■ TAREFAS OBRIGATÓRIAS
- 1) Reproduza o trecho do depoimento de "P - E essas" a "que já estavam?".
- 2) Com base no depoimento, responda em uma linha a cada pergunta:
(a) Em que lugar a pessoa que responde trabalhava antes de ir para a creche?
(b) Qual era a faixa etária das crianças da creche naquela época?
(c) O que veio com o tempo e ajudou bastante no trabalho?
- 3) Liste todas as salas em que as crianças da creche eram divididas, conforme o depoimento.

■ SEÇÃO DE TEXTO
R - Como eu trabalhei no Bradesco, que era uma coisa muito formal, quando eu fui trabalhar na creche eu me senti em casa. Porque ninguém falou pra mim: “Olha, você tem que fazer isso, tem que terminar o dia com isso completo”, como era no Bradesco, que você tem a rotina, aquela coisa fechada. Não, lá “você é pedagoga, assume”. Aí, eu fiquei, meu Deus, o que eu vou fazer? O que eu vou fazer, e agora? Eu falei assim: “vamos lá, vou por o meu conhecimento em prática”. Fui conhecendo as professoras, as crianças, que na época tinha a faixa etária de dois a seis anos, às vezes a criança saía com sete anos da creche. E trabalha toda a rotina da criança, porque não era só a questão pedagógica, tinha alimentação, cuidados. Naquela época se dava banho e as professoras não tinham formação, era difícil de você falar de coordenação motora, “o que é isso?”, você falar de atividade pedagógica, projeto. Projeto acho que nem falava naquela época, a gente usava mais planejamento. Colocar elas pra escreverem relatório era muito complicado porque a pessoa ia lá, dava banho e brincava com as crianças e era a função delas. Quando chegou uma pedagoga que vai fazer escrever, vai fazer reunião pra planejamento, planejar o dia porque elas chegavam na creche, dava a alimentação que era um horário estipulado e no meio desse horário tinha as outras atividades. Então, era assim: “Ah criançada, vamos brincar”, descia todo mundo. “Agora, vamos pra sala”. Não tinha uma rotina, não tinha nada. Eu comecei a trabalhar essa questão de rotina, que a criança tem que saber o que ela vai fazer o dia todo. Eu fui trabalhando tudo isso com elas e a parte da escrita também, fazer os relatórios, planejamentos, escrever. Depois com o tempo vieram os Referenciais Curriculares, o que ajudou bastante. A gente foi estudando, dando leitura. Mas eu tinha professora que não tinha nem a terceira série. Você falar em planejamento, parte pedagógica, material didático, era tudo muito esquisito pra elas. Era tudo na parte do concreto, você mostrar como faz: “Ó, é assim que faz”. Muita observação de sala.
P - E essas crianças, como é que elas se dividiam? Porque de dois a seis anos é uma diferença muito grande de idade.
R - É. Então, eram grupos, tinha a sala dos dois anos, dos três, dos quatro, dos cinco e dos seis. As salas eram divididas por idade e cada idade tinha o seu horário, a sua atividade, tudo.
P - E você já chegou na creche como coordenadora?
R - Já.
P - E como foi a recepção das professoras que já estavam?

■ DADOS ARMAZENADOS
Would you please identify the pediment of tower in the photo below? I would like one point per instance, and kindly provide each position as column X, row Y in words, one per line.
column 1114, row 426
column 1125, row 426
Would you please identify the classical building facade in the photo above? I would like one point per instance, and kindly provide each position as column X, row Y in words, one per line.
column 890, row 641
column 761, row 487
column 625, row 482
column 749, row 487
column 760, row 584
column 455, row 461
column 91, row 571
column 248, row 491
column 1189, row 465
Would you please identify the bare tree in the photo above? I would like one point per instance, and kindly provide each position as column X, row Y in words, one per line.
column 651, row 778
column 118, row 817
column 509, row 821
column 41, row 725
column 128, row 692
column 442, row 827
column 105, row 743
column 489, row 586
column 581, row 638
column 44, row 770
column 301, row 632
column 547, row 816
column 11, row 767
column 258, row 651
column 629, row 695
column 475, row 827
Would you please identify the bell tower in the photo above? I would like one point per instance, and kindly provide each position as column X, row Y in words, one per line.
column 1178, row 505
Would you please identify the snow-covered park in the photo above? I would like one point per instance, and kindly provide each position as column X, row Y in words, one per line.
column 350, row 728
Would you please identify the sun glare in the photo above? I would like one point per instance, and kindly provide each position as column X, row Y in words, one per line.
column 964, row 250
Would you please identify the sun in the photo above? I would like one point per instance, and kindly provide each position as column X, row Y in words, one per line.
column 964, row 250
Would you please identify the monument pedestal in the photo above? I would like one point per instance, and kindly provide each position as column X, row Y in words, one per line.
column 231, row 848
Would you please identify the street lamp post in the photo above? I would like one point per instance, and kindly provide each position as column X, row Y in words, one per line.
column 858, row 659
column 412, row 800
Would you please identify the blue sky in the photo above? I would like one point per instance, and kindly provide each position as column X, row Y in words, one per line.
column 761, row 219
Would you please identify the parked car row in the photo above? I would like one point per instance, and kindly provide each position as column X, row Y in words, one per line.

■ RESPOSTAS DOS EXERCÍCIOS
- 1)
P - E essas crianças, como é que elas se dividiam? Porque de dois a seis anos é uma diferença muito grande de idade.
R - É. Então, eram grupos, tinha a sala dos dois anos, dos três, dos quatro, dos cinco e dos seis. As salas eram divididas por idade e cada idade tinha o seu horário, a sua atividade, tudo.
P - E você já chegou na creche como coordenadora?
R - Já.
P - E como foi a recepção das professoras que já estavam?

- 2)
(a) No Bradesco.
(b) De dois a seis anos.
(c) Os Referenciais Curriculares.

- 3)
Sala dos dois anos
Sala dos três anos
Sala dos quatro anos
Sala dos cinco anos
Sala dos seis anos